=== RECORDED INFORMATION ===
^^^^^^^^
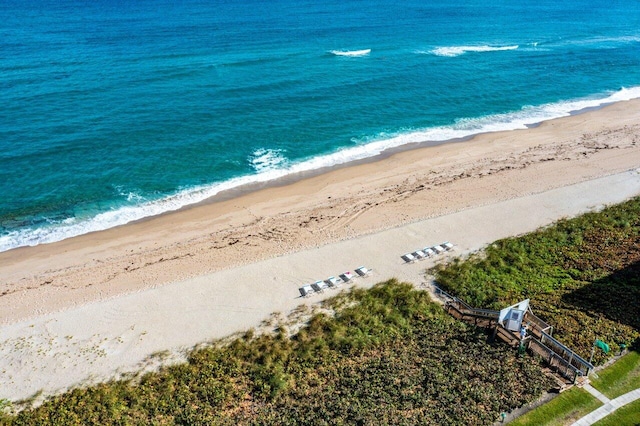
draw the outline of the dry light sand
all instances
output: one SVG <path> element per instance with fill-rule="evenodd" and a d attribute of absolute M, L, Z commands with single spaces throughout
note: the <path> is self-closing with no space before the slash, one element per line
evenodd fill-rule
<path fill-rule="evenodd" d="M 335 294 L 640 195 L 640 102 L 417 148 L 59 243 L 0 253 L 0 399 L 166 362 Z M 449 240 L 452 254 L 400 255 Z M 344 285 L 348 288 L 351 285 Z"/>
^^^^^^^^
What lines of the material above hold the string "element"? Please copy them.

=== WRITTEN ANSWER ===
output: one SVG <path> element per instance with fill-rule="evenodd" and a d attribute of absolute M, L, Z commands with single spaces throughout
note: the <path> is self-closing with no space before the slash, one element per line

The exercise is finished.